[Extracto de página]
↓

Navalmoral de la Mata era uno de estos pueblos con estación de ferrocarril, de la línea Madrid-Cáceres. En 1936 tenía 6.000 habitantes, de los cuales más de 1.000 eran obreros o yunteros, sin tierras en propiedad y afiliados en gran número a la CNT o la UGT. Los yunteros tenían una pareja de mulas y un carro, como el que hoy tiene una furgoneta. La clase de los labradores medianos con suficiente tierra como para vivir dignamente, ellos y su familias, escaseaba alarmantemente. Siendo esta clase la base de la paz social en los pueblos, la paz social brillaba por su ausencia en Navalmoral. En el otro lado estaban un puñado de terratenientes, con fincas que se tardaban horas en recorrerlas a caballo. En Navalmoral la más escandalosa era la del tercer marqués de Comillas, Juan Antonio Güell y López. Los grandes propietarios eran los hombres poderosos de la localidad y su fuerza había sido indiscutida durante muchas generaciones. Pero ahora había otro poder en la localidad: las organizaciones obreras, y en Extremadura eso quería decir principalmente la CNT.

En Navalmoral no se llegó a la ocupación del pueblo, con declaración del comunismo libertario desde el balcón del Ayuntamiento, como ocurrió en otras localidades en Andalucía o en Aragón. Fue más bien una guerra sorda y continua entre las organizaciones obreras y los propietarios. Los grandes propietarios de la tierra nunca se preocuparon de crear adhesiones entre la plebe; con los obreros no organizados actuaban con displicencia y pagaban mal. Las organizaciones obreras, por su parte, negaban el pan y la sal a los trabajadores «libres». El resultado final era una afiliación masiva a los organismos obreros, pues el no afiliado corría el peligro de no trabajar ni comer[191]. Los propietarios, por su parte, no consideraban interlocutores válidos a los representantes de los trabajadores. Para ellos no eran más que chusma, envenenada por ideas disolventes.

↑

[Registros extraídos]
↓

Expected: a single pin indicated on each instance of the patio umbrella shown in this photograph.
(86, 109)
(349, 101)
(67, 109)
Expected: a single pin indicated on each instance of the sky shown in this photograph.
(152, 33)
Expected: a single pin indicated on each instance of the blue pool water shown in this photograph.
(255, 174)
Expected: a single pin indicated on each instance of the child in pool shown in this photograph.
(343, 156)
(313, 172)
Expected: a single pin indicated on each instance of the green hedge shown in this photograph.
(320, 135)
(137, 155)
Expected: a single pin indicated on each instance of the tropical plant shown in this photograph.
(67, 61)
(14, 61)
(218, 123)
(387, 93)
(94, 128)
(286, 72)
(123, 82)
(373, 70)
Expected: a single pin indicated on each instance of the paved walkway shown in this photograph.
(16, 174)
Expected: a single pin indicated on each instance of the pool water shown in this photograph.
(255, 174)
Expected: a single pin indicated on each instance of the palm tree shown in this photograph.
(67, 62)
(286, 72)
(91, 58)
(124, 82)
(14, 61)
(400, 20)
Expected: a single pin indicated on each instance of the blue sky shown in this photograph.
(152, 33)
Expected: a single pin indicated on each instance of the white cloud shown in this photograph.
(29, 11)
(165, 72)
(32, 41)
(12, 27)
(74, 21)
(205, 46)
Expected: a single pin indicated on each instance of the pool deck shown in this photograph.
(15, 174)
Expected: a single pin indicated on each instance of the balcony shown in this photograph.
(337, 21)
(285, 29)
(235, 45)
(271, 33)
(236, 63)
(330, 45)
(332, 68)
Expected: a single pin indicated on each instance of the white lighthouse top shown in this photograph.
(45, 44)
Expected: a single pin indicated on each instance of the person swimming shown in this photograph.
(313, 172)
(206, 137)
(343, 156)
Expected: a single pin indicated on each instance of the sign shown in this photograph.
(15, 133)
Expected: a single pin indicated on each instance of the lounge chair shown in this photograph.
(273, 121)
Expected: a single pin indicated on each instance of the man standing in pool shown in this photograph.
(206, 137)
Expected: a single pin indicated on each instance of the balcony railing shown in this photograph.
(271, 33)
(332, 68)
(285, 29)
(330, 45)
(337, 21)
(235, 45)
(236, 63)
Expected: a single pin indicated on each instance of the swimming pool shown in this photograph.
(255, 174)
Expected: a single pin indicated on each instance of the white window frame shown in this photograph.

↑

[Consigna 1]
Responde estas preguntas sobre el texto de Navalmoral de la Mata:
(a) ¿Cuántos habitantes tenía el pueblo en 1936?
(b) ¿A quién pertenecía la finca más escandalosa de Navalmoral?
(c) ¿Cómo veían los propietarios a los representantes de los trabajadores?
[Consigna 2]
¿Cómo seguiría el texto sobre Navalmoral de la Mata? Escribe la continuación a partir de su última oración.

[Respuesta 1]
(a) 6.000 habitantes.
(b) Al tercer marqués de Comillas, Juan Antonio Güell y López.
(c) No los consideraban interlocutores válidos; para ellos no eran más que chusma, envenenada por ideas disolventes.

[Respuesta 2]
Todo este conflicto sordo fue puesto al aire con la llegada de la República. El gobernador civil dedicaba la mayor parte de su tiempo a mediar en irresolubles conflictos entre desposeídos y poseedores del único bien que contaba, la tierra, pues en Extremadura no había industria digna de ese nombre. Los de abajo tenían un repertorio de actuaciones para dominar de manera más o menos simbólica la tierra que les había sido robada por los grandes propietarios. Se podía entrar para practicar la caza furtiva, que era algo que había hecho desde siempre y que no tenía apenas perfil político. Las siguientes acciones requerían cierta organización. La más sencilla era entrar en las fincas y llevarse unas cuantas cargas de leña en el carro. Si era tiempo de montanera, la carga podía ser de bellotas, que valían más. Estas acciones se ejecutaban a veces de manera masiva. Por fin llegaba el momento del gran acto político: ocupar la finca y empezar a labrarla. Aquí ya tenía que intervenir la Guardia Civil irremediablemente.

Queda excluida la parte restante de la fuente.